#### [Instructions for the task]
List every quoted phrase that the parenting interview below gives as an example of how parents attribute bad motives to children.
** Document passage follows **
A: According to some psychologists, accepting kids’ contributions and input is so much more motivating than words. For instance, if Rosy helps with dinner, I accept what she is doing. Maybe I’ll fix it a little, but I don’t try to make her do it the way I think is right. I don’t interfere with her; I just accept how she’s doing it as long as she’s contributing. A great example is when she grabbed the zester to grate cheese. I thought to myself, you can’t grate cheese with a zester, but I let her do it, and it actually worked out. Accepting her contribution is much more motivating than praise. Praise can cause kids to look externally for the praise or a reward rather than internally.
Q: Power struggles are common between western parents and children. It’s easy to say, “I’m going to remain calm,” but often it doesn’t happen. Do you have any advice for parents?
A: I try to follow advice from psychologist Larry Cohen who advocates making things into a game. For example, if you have a struggle over doing homework or going to bed on time, wait for a calm, peaceful moment (not when you’re arguing) and say, “I notice we’ve been arguing and we’ve had a tough time with going to bed or doing homework. Let’s play a game about it. Let’s role play. You be me and I’ll be you.” And then you act out the task. The more you exaggerate the better. Yell, “I don’t want to do my homework! I don’t want to take a shower!” The kid ends up laughing, and this technique is really helpful in diffusing a power struggle.
Regarding staying calm, we tend to have a lot of big emotions – VERY NEGATIVE for negative things and VERY POSITIVE for positive things, which many parents in these other cultures don’t have. Things are just stated as fact, without a lot of emotion, but with very calm energy.
Parents in these cultures tend to have fewer negative strong emotions toward kids than we do. We see kids as having nefarious motivations, and we say things like, “She’s pressing my buttons” or “she’s testing boundaries.” [I used to say “my son is manipulating me.”] This way of thinking is not at all universal. When I told an Inuit mom in the Arctic that Rosy was testing my boundaries, she laughed at me, and explained that misbehavior is not personal; it’s silly to get angry at a child because they have to mature and you have to teach them. And yelling would just teach kids to get angry and yell too. Instead, you should be silent or just walk away.
** End of Document passage **
** Dataset extract follows **
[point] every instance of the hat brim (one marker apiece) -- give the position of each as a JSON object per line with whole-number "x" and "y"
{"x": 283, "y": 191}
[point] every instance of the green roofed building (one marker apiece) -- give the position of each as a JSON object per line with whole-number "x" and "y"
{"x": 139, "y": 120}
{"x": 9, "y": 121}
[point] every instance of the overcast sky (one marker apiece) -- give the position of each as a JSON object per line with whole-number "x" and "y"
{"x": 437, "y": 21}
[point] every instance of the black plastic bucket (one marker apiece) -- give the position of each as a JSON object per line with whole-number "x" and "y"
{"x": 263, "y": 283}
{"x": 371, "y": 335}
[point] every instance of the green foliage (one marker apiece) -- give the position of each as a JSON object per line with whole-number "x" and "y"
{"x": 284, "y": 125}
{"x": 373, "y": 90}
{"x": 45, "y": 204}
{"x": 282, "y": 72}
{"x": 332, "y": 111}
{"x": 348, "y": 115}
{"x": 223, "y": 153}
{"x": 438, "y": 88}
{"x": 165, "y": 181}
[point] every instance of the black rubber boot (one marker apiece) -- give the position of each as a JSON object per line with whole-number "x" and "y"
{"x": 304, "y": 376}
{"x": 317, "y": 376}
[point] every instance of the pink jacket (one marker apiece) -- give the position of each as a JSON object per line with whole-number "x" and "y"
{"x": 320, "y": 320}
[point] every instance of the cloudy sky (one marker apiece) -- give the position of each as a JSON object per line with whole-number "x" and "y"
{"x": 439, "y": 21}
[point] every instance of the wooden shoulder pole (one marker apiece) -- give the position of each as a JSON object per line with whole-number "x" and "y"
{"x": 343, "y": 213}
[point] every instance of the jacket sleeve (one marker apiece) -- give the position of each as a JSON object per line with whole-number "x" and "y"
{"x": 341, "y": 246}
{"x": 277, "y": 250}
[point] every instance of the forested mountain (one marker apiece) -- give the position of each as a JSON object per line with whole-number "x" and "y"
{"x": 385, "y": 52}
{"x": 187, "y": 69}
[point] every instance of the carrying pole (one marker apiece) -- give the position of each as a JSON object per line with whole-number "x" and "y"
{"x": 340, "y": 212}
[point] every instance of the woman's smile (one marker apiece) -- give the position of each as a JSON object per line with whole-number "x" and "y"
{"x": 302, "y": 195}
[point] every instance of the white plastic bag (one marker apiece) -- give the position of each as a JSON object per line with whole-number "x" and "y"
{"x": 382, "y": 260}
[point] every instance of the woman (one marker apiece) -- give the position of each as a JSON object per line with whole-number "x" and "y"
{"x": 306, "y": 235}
** End of Dataset extract **
#### [Answer box]
- "She's pressing my buttons"
- "she's testing boundaries"
- "my son is manipulating me"